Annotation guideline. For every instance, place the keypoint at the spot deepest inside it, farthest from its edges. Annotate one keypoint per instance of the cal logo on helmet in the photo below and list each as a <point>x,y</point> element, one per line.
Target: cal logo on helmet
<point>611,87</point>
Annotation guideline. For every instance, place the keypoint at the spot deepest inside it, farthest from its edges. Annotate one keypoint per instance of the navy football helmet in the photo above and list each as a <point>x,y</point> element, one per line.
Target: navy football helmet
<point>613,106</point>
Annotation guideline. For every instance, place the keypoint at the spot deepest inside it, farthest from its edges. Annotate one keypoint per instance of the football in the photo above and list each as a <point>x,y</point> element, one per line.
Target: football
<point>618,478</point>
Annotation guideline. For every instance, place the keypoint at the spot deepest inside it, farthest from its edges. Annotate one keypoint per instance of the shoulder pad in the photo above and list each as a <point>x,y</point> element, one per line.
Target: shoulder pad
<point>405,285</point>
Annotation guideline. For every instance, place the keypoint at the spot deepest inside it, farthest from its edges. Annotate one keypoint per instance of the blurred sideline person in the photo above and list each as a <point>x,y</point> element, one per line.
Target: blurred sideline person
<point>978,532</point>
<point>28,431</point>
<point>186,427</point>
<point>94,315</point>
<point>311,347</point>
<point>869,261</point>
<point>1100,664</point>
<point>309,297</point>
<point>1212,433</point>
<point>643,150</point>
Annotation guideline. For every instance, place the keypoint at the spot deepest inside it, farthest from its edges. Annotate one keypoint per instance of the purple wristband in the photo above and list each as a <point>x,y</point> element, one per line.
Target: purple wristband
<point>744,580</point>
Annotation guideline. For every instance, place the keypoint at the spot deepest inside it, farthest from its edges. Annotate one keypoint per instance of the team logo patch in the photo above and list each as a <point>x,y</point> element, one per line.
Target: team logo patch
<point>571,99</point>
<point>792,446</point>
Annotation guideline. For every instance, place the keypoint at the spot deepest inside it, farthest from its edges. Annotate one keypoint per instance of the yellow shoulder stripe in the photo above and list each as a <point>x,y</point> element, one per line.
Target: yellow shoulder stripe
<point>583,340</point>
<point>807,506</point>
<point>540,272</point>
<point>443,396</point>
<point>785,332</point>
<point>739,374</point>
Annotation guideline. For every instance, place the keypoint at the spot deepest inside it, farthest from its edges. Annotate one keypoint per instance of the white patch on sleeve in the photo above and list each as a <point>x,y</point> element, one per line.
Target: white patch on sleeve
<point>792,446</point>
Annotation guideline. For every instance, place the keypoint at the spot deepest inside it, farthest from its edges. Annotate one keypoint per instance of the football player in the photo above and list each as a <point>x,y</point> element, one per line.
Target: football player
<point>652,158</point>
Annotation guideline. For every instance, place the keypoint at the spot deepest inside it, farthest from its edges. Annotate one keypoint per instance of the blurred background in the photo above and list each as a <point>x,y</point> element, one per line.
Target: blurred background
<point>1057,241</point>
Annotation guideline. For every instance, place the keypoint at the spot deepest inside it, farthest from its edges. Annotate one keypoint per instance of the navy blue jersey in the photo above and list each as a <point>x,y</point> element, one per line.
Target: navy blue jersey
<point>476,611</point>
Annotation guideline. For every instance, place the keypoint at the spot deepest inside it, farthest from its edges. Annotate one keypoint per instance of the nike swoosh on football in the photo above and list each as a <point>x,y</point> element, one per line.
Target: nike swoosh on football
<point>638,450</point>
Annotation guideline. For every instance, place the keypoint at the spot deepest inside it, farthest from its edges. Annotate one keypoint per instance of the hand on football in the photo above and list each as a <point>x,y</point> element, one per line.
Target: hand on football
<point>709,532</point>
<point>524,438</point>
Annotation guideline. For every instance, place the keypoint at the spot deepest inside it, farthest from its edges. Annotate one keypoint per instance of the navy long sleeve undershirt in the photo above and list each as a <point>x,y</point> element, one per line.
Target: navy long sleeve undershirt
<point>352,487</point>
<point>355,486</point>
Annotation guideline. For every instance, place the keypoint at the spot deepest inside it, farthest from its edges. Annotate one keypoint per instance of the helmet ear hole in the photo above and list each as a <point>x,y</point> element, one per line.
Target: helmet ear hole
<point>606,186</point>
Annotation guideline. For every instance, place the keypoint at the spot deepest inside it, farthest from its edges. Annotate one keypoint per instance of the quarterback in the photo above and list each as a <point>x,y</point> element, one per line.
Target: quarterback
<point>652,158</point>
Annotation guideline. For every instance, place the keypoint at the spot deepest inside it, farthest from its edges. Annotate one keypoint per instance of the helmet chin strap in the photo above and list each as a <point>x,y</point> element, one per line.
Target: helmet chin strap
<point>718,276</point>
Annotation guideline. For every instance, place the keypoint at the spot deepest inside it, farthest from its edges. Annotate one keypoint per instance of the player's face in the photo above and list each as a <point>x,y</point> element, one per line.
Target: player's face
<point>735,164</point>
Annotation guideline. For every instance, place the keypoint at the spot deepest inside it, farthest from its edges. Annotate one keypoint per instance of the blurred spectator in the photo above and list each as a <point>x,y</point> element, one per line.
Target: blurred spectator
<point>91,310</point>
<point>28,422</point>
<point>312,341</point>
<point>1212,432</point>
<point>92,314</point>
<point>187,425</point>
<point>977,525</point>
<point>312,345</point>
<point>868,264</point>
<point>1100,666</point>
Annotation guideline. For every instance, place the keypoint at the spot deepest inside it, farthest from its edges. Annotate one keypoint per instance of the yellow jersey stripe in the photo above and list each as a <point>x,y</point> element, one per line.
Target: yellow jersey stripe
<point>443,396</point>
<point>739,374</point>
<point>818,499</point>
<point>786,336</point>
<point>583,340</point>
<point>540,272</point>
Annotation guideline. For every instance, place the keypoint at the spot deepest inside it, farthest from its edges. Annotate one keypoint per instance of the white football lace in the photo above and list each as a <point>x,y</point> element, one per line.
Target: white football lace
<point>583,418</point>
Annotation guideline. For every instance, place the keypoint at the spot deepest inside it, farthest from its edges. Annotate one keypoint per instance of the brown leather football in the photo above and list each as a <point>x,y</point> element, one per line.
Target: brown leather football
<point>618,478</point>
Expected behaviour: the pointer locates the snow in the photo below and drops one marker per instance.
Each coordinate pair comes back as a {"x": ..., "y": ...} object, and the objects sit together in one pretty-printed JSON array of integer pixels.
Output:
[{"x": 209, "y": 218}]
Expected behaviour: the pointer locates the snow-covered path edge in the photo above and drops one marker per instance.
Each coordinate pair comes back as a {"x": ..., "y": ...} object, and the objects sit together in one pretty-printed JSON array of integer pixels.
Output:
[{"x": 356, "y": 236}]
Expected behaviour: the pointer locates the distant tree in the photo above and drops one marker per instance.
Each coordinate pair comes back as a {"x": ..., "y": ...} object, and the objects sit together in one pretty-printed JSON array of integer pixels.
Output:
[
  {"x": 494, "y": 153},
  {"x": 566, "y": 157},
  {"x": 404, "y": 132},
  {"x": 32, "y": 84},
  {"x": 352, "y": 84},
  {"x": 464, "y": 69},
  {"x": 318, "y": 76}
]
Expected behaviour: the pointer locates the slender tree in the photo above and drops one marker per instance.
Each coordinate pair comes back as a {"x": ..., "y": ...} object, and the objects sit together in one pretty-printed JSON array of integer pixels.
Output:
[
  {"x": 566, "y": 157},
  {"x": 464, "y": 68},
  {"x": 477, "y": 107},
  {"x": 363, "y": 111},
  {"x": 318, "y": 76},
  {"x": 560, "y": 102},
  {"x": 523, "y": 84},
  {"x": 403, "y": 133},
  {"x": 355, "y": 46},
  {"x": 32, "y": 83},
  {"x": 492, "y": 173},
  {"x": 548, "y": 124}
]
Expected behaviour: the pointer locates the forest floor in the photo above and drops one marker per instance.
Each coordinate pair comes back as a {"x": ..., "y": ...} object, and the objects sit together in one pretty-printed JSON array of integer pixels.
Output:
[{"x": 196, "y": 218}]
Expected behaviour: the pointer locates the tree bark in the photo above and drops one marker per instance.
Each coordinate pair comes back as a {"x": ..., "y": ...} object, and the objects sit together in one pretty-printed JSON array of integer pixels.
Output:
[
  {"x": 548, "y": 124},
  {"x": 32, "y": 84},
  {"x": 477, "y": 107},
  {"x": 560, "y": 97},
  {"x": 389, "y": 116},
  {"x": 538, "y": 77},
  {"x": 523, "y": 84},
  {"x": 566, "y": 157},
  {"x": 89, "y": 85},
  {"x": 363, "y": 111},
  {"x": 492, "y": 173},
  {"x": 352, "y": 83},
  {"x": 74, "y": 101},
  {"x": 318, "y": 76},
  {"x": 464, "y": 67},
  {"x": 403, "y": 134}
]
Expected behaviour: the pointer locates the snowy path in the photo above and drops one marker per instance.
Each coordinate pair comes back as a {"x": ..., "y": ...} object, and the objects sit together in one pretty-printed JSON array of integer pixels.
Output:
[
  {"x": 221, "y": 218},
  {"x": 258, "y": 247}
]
++++++
— CONSEGNA —
Sostituisci "football" con "ball" nelle righe che partono da quella contenente "of the nike" e arrivano a quella contenente "<point>606,186</point>", entrambe comprese. Riporta soltanto queste righe, senza cambiare nient'altro.

— RISPOSTA SCRITTA —
Annotation guideline. For every instance, place the keypoint at the spot deepest inside it, farthest from its edges. Annotate one keypoint per instance of the nike swoosh on ball in the photo above and list each as a <point>x,y</point> element, one per line.
Target: nike swoosh on ball
<point>638,450</point>
Annotation guideline. For every instance, place the keypoint at the spot deepest inside it, farthest from its edges. Annotate one keypoint per instance of the hand on ball in the photo above and list each as a <point>x,y</point> element, one per line.
Target: hand on ball
<point>709,532</point>
<point>524,438</point>
Annotation guideline. For every instance, place the keypoint at the spot deepest inside it, farthest from its edges. Annotate one keypoint per instance of the navy long sleeve undershirt in the photo above and list each as a <point>x,y</point> element, one per line.
Target: navy long sleeve undershirt
<point>352,487</point>
<point>355,486</point>
Annotation guideline. For every instance, place the keypoint at the spot deepest inside it, farthest from its edges. Annotate one keypoint per instance of the helmet ear hole in the photo above and list each as a <point>x,y</point> element, one per line.
Target: helmet ear hole
<point>606,186</point>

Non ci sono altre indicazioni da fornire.